Replace "traffic cone" with "safety cone" in the rows that begin with the line containing "Exercise. Tag the orange" and end with the line containing "x=10, y=358", and change nothing else. Reproduce only those lines, without the pictures.
-- Begin Supplied information --
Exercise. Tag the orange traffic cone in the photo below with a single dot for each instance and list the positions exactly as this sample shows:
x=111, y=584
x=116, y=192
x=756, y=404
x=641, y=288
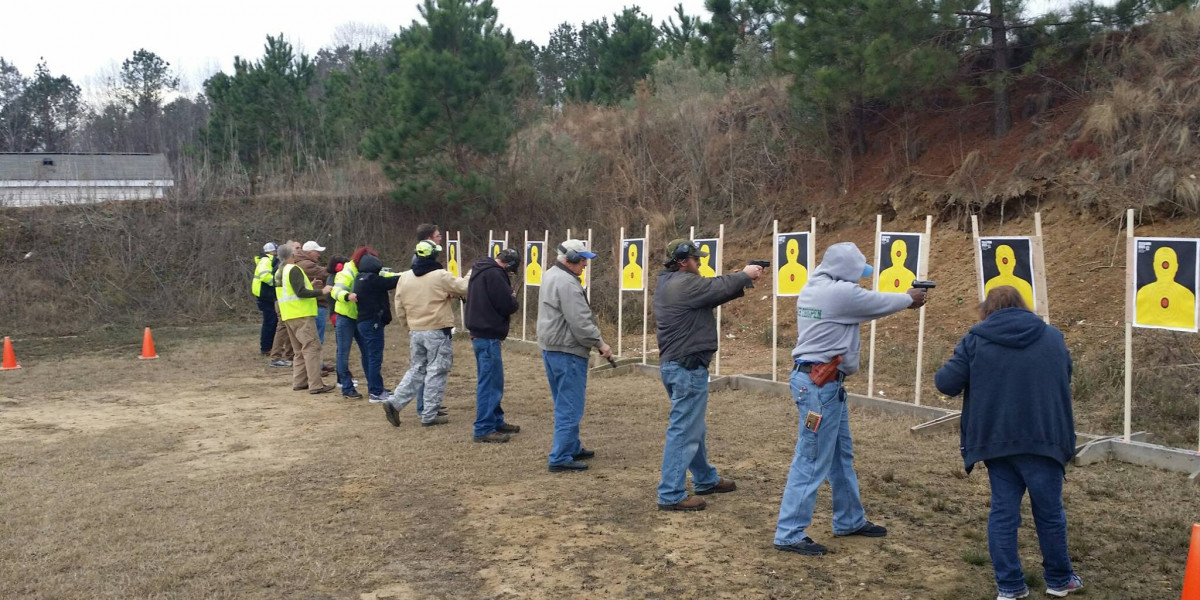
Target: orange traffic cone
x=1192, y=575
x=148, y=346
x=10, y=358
-- End Supplied information --
-- Begin Supplied information --
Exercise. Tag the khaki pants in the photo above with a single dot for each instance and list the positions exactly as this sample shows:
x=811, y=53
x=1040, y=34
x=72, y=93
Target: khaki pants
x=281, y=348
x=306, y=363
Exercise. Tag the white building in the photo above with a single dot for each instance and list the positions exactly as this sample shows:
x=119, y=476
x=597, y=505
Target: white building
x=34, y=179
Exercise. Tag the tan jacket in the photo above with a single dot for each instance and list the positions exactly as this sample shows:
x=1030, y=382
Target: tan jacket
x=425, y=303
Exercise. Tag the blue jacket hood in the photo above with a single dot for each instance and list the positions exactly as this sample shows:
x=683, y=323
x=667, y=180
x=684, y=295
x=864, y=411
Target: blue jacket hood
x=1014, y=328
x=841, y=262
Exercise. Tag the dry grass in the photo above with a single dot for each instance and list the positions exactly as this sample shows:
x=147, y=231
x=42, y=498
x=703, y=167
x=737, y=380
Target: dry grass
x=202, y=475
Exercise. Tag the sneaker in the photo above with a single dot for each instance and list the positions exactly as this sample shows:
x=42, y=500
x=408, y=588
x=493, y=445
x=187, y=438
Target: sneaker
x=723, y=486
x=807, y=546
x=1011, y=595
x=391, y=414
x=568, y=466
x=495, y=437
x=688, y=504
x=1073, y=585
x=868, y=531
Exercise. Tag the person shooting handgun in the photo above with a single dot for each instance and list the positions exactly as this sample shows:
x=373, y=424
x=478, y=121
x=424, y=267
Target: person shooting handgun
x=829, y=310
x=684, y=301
-- End Supplied information --
- Written solution
Exercise. Tag the orange safety cone in the photo below with a single dot for each instance and list the positions exactly as this sample shows:
x=111, y=584
x=116, y=192
x=756, y=404
x=641, y=288
Target: orange safety cone
x=1192, y=575
x=148, y=346
x=10, y=358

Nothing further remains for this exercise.